▶ Reading passage
The first taste of a cocktail is always the best, right? Well, it doesn’t have to be that way. What if, instead of drinking an increasingly watered-down beverage, your drink actually stayed tasty with each and every sip? Great mixology is all about paying attention to the details, and there’s a Giada De Laurentiis cocktail recipe hack that will total up your barkeeping game. Her secret? Instead of using plain ice cubes in your mixed drinks, freeze some of your cocktail to use instead.
It’s a simple trick, but one that makes a huge difference. We’ve made frozen coffee ice cubes before to keep our caffeinated summer beverages cool but not watery (they’re a great way to turn De Laurentiis’ Dalgona Cloud Coffee into a chilled drink, too), but for some reason, we’ve never tried the hack for cocktails.

▶ Records shown
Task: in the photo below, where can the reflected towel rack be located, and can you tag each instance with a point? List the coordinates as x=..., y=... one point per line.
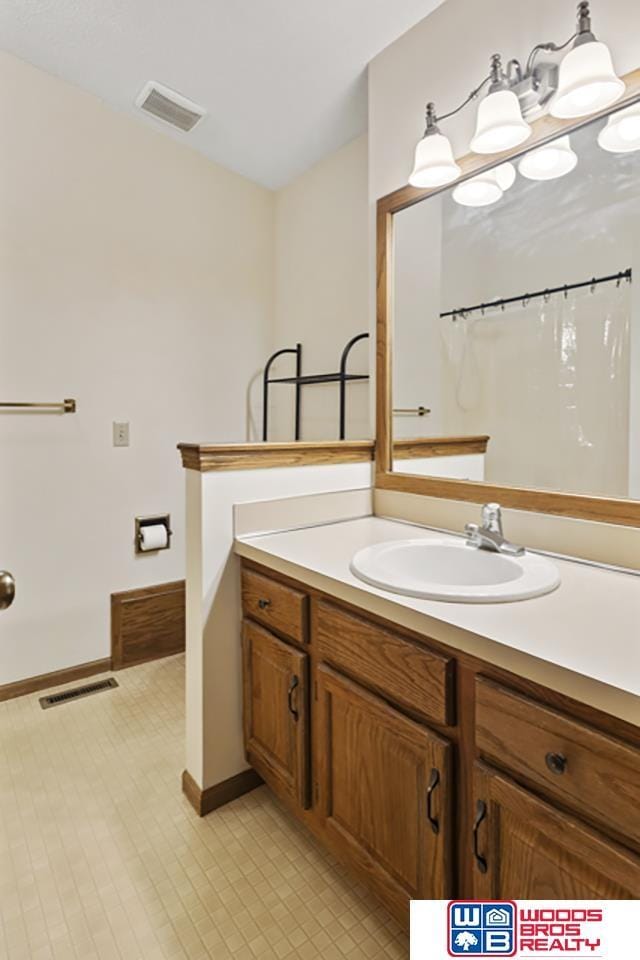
x=340, y=377
x=411, y=411
x=526, y=297
x=67, y=406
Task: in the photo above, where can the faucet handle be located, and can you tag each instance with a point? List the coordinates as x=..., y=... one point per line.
x=492, y=517
x=471, y=532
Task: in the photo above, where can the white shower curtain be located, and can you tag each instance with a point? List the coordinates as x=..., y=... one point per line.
x=549, y=383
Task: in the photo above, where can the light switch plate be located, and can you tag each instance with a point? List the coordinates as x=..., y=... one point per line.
x=120, y=434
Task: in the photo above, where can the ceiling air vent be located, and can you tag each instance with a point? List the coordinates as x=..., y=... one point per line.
x=169, y=106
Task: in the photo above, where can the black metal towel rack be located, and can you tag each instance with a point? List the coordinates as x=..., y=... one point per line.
x=526, y=297
x=298, y=381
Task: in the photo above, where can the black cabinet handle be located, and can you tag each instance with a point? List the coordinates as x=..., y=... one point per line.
x=434, y=780
x=556, y=762
x=292, y=686
x=481, y=813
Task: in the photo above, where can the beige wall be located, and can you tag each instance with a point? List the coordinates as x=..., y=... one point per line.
x=322, y=290
x=136, y=276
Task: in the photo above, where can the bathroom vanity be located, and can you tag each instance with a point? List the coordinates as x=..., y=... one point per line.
x=430, y=772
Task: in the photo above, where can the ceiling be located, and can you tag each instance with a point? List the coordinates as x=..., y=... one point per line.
x=283, y=81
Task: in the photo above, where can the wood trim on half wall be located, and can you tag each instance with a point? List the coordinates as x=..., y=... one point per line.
x=601, y=509
x=147, y=624
x=204, y=801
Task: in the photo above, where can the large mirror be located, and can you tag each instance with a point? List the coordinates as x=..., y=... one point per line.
x=515, y=325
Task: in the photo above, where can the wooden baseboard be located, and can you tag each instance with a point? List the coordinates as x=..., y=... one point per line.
x=46, y=680
x=147, y=624
x=204, y=801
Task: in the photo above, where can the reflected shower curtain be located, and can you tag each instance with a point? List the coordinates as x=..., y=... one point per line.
x=549, y=383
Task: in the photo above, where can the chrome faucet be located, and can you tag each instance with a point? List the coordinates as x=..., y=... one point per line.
x=489, y=536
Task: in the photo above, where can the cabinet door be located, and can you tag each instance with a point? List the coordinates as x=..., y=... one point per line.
x=276, y=712
x=384, y=792
x=527, y=849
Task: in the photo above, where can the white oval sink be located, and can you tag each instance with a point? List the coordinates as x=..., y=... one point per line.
x=451, y=570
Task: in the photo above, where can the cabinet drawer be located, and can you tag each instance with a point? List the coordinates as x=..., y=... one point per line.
x=581, y=767
x=395, y=667
x=281, y=608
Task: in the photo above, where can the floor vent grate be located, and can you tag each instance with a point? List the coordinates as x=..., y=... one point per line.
x=55, y=698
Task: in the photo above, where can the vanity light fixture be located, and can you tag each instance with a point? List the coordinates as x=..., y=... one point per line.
x=500, y=124
x=434, y=165
x=586, y=81
x=622, y=132
x=485, y=188
x=549, y=162
x=582, y=83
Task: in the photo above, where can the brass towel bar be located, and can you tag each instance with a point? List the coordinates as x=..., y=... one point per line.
x=67, y=406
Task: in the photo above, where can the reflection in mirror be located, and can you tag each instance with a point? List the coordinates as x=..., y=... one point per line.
x=515, y=321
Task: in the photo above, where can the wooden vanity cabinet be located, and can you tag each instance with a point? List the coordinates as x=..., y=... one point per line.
x=429, y=773
x=526, y=849
x=383, y=791
x=276, y=711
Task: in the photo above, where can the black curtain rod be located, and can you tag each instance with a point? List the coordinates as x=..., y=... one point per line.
x=461, y=311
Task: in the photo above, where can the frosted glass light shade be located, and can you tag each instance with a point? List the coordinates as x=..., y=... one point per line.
x=587, y=82
x=434, y=163
x=505, y=175
x=622, y=132
x=486, y=188
x=549, y=162
x=480, y=191
x=500, y=125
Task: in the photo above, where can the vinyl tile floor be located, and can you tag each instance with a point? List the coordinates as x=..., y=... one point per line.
x=102, y=858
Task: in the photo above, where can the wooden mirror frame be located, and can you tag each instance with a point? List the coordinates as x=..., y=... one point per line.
x=604, y=509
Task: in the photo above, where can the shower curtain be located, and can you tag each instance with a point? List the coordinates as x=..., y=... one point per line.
x=549, y=382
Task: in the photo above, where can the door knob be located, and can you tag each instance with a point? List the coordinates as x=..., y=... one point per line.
x=7, y=589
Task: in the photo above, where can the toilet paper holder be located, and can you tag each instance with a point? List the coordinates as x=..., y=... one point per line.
x=152, y=521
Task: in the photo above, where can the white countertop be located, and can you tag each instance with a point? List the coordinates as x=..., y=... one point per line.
x=582, y=640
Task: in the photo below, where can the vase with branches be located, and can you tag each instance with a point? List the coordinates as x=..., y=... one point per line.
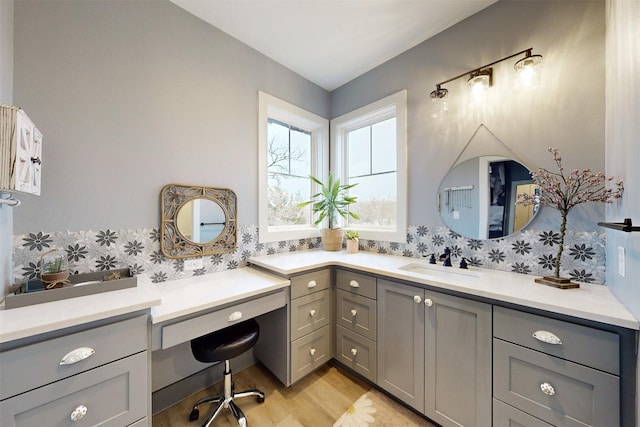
x=563, y=191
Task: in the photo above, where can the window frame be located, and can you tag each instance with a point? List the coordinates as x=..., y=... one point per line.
x=270, y=107
x=390, y=106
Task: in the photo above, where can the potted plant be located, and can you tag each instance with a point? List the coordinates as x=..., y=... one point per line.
x=564, y=191
x=332, y=200
x=54, y=271
x=353, y=240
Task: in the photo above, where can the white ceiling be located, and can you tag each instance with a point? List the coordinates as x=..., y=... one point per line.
x=331, y=42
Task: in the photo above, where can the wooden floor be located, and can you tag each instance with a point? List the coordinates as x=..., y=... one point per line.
x=319, y=400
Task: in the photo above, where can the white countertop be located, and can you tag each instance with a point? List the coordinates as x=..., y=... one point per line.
x=590, y=302
x=193, y=294
x=22, y=322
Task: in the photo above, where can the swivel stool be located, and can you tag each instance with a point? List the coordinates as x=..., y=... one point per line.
x=224, y=345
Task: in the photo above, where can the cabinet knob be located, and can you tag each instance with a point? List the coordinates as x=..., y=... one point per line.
x=547, y=337
x=547, y=389
x=74, y=356
x=78, y=413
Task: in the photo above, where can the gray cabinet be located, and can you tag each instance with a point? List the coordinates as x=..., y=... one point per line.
x=401, y=342
x=310, y=325
x=434, y=353
x=559, y=372
x=457, y=360
x=94, y=377
x=356, y=326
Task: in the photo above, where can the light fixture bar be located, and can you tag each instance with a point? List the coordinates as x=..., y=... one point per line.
x=475, y=70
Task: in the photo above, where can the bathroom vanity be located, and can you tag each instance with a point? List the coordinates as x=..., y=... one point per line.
x=472, y=347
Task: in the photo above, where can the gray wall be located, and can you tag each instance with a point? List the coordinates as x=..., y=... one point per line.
x=133, y=95
x=6, y=97
x=623, y=150
x=566, y=111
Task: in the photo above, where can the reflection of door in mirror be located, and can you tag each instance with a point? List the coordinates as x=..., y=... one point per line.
x=477, y=197
x=523, y=214
x=504, y=177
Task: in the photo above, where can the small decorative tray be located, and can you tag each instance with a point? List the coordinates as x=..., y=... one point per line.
x=33, y=291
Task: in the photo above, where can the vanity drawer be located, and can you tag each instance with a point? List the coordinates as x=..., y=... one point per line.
x=309, y=283
x=356, y=352
x=356, y=313
x=113, y=395
x=557, y=391
x=356, y=283
x=310, y=352
x=34, y=365
x=507, y=416
x=185, y=330
x=587, y=346
x=309, y=313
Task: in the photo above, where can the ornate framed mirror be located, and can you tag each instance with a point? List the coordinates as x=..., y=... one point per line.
x=197, y=221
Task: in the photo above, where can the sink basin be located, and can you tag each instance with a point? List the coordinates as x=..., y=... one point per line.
x=438, y=270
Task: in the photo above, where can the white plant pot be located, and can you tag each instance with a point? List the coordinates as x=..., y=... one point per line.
x=331, y=239
x=352, y=245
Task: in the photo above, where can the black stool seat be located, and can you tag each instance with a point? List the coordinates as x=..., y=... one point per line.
x=226, y=343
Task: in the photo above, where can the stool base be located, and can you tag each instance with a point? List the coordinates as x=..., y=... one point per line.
x=226, y=401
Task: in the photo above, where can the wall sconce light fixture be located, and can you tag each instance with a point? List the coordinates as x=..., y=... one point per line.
x=481, y=78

▶ List of tasks
1. Write out the cocktail passage from "The first taste" up to and including "to use instead.".
2. Resume the passage on freezing cocktails into ice cubes, starting right after its final sentence.

▶ Task-by-task results
1.
The first taste of a cocktail is always the best, right? Well, it doesn’t have to be that way. What if, instead of drinking an increasingly watered-down beverage, your drink actually stayed tasty with each and every sip? Great mixology is all about paying attention to the details, and there’s a Giada De Laurentiis cocktail recipe hack that will total up your barkeeping game. Her secret? Instead of using plain ice cubes in your mixed drinks, freeze some of your cocktail to use instead.

2.
But nothing’s worse than spending a bunch of time whipping up the perfect drink, only to have it slowly dilute and turn to water in your glass. No one should have to chug their cocktail for fear of ice cubes melting – that’s just a recipe for trouble.
De Laurentiis showcases the ice cube hack in her recipe for Limoncello Arnold Palmers. She adds lemon zest to a silicone ice cube mold, then fills the tray with her Limoncello Arnold Palmer mix. Once the cubes are frozen, she uses those to chill the cocktail itself. The melting cubes taste just like the drink (with an added boost of citrusy flavor thanks to the lemon zest), so you can take as long as you’d like to finish your cocktail without having to worry about it getting watery.
As long as your beverage doesn’t have too much alcohol in it (this wouldn’t work with an Old Fashioned or a Martini, for example), you should be able to freeze some of it to use as ice. Your cocktail party guests will be impressed, and it’s such an easy trick you might as well treat yourself to it any time you’re in the mood for a drink.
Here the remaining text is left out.